--- Document text ---

A good movie to follow up on the previously reviewed film is Invasion: UFO. This movie is actually a re-edit of some episodes of the British sci-fi television series, UFO, which ran from September 1970 to July 1971. The series was the work of Gerry and Sylvia Anderson. They were famous for their 60s sci-fi series using marionettes as actors such as Stingray and Thunderbirds. Invasion: UFO (IU) was a theatrical release. The story line drew from several UFO episodes. (more on that below). Network execs cancelled the show, feeling that earth-based sci-fi was no longer fashionable. Anderson would roll with the realities and rework his sci-fi series ideas into a space-bound version, Space:1999 in 1975.

Quick Plot Synopsis
A man and two women come across a flying saucer in the woods. The red-suited aliens machine gun down two of them and capture the surviving woman. Cut to Colonel Ed Straker and General Henderson in a Rolls Royce. The car is hit by laser fire from a UFO overhead. Henderson is hurt in the crash, so Straker is made commander of the super secret agency, S.H.A.D.O. (Supreme Headquarters Alien Defense Organization) Fast forward 10 years to 1980. SHADO has it's HQ under a movie studio, it has a base on the moon, its own satellites and lots of cool vehicles. The aliens send saucers to steal or sabotage a shipment of SHADO surveillance equipment. The saucer is shot down. The wounded alien is examined, but dies in earth's atmosphere. Straker concludes that the aliens are a "dying" race from a planet depleted of resources. They come to steal human organs for transplant in order to prolong their alien lives. Another UFO gets through SHADO's outer defenses and disappears somewhere in Canada. Straker's units eventually find the saucer and capture another alien. Straker tries to interrogate (or plead with) the alien, but he dies too. After a lull in UFO sightings, a cargo ship is attacked and sunk. Straker's teams discover that the aliens have an undersea base and use a volcano for power. Straker and Col. Foster examine the seabed dome to discover a duplicate of SHADO's command center. Alien copies of SHADO staff come and give commands to drop defenses. Straker and Foster escape and the dome is blown up. Apparently, the ruse failed. The aliens mount a mass attack with two waves of UFOs. In the climactic battle scene, the SHADO pilots' marksmanship is much improved. Earth is saved...for now. Straker has to give Peter the bad news that one of the aliens they captured (and later died) had the heart of his sister (the captured woman from the opening scene). At the funeral, Straker muses darkly over whether this battle was the end, or just a beginning. The End.

--- Exercise aim ---
Write out the review word for word, everything from "A good movie" down to and including "Space:1999 in 1975.". The items after this review are separate material.

--- Data ---
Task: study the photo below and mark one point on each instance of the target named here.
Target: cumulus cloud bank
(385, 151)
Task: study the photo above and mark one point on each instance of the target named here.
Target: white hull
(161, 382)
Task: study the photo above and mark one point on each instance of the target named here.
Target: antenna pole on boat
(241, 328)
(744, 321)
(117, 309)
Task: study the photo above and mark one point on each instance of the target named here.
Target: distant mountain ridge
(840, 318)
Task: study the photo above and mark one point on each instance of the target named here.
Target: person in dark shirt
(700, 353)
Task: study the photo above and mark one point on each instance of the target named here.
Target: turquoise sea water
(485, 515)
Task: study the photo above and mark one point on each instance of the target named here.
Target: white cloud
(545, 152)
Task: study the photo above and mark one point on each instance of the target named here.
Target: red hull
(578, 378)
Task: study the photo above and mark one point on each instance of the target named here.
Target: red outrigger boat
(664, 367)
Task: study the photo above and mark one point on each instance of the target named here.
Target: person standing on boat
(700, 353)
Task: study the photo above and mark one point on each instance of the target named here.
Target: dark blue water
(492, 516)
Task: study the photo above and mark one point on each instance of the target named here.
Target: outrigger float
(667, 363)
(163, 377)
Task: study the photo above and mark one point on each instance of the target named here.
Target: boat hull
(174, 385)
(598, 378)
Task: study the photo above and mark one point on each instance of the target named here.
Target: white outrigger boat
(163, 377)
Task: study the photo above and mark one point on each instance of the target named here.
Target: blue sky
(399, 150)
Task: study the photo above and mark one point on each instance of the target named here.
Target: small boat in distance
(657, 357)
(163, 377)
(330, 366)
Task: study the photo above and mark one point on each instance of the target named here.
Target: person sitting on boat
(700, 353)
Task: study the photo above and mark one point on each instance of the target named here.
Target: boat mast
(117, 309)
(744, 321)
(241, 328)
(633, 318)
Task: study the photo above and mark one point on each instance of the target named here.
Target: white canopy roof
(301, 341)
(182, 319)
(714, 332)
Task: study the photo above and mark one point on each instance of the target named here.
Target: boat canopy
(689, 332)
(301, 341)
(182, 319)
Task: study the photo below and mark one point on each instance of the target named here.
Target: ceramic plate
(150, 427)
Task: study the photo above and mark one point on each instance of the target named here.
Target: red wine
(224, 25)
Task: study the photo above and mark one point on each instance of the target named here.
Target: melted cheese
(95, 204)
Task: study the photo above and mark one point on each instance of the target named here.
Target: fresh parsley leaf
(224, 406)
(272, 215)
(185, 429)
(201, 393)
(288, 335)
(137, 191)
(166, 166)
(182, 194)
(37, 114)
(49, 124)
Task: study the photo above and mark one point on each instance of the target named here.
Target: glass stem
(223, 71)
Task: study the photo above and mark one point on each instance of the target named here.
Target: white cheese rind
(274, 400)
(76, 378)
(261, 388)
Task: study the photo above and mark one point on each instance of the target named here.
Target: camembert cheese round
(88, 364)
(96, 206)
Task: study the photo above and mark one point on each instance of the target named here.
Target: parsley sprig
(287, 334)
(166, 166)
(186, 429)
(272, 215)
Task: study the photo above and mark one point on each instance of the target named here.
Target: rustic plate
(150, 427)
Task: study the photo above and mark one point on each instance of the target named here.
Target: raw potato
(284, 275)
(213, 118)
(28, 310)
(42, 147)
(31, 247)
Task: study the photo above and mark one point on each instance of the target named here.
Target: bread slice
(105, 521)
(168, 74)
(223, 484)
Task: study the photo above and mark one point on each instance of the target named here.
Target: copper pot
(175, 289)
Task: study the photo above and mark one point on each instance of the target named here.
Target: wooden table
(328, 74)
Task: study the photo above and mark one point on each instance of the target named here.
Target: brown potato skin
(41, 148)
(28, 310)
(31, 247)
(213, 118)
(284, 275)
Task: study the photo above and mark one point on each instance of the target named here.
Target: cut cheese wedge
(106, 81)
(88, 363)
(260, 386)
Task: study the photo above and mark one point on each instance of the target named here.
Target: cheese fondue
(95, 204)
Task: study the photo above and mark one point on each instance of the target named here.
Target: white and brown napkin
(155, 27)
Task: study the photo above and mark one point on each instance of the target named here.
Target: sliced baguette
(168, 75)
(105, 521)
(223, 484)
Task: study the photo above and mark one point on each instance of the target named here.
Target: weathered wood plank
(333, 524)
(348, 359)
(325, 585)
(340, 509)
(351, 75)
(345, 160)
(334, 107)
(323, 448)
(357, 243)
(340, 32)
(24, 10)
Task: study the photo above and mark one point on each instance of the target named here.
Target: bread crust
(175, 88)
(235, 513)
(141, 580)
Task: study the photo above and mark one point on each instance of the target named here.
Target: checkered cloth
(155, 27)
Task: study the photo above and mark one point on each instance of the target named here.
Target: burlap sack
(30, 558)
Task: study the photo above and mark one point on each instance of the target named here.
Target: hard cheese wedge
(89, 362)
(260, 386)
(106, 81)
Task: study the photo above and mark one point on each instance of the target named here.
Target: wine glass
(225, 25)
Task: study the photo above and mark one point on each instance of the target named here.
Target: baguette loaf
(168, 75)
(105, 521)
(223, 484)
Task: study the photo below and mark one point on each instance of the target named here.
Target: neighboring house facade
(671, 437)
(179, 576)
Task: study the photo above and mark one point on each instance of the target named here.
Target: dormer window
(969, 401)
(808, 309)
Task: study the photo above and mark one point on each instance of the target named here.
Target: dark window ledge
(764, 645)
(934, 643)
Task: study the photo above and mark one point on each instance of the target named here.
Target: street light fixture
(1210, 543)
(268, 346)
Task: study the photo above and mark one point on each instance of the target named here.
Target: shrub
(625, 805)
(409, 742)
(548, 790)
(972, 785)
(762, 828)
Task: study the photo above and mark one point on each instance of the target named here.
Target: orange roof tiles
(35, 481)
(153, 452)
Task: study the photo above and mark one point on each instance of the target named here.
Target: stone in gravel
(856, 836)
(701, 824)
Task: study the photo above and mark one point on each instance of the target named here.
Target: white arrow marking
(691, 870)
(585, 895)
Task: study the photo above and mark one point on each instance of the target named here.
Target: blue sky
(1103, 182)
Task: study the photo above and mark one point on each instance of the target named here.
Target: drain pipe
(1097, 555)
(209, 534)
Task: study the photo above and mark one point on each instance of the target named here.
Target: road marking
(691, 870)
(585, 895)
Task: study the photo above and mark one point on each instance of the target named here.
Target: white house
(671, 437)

--- Task output ---
A good movie to follow up on the previously reviewed film is Invasion: UFO. This movie is actually a re-edit of some episodes of the British sci-fi television series, UFO, which ran from September 1970 to July 1971. The series was the work of Gerry and Sylvia Anderson. They were famous for their 60s sci-fi series using marionettes as actors such as Stingray and Thunderbirds. Invasion: UFO (IU) was a theatrical release. The story line drew from several UFO episodes. (more on that below). Network execs cancelled the show, feeling that earth-based sci-fi was no longer fashionable. Anderson would roll with the realities and rework his sci-fi series ideas into a space-bound version, Space:1999 in 1975.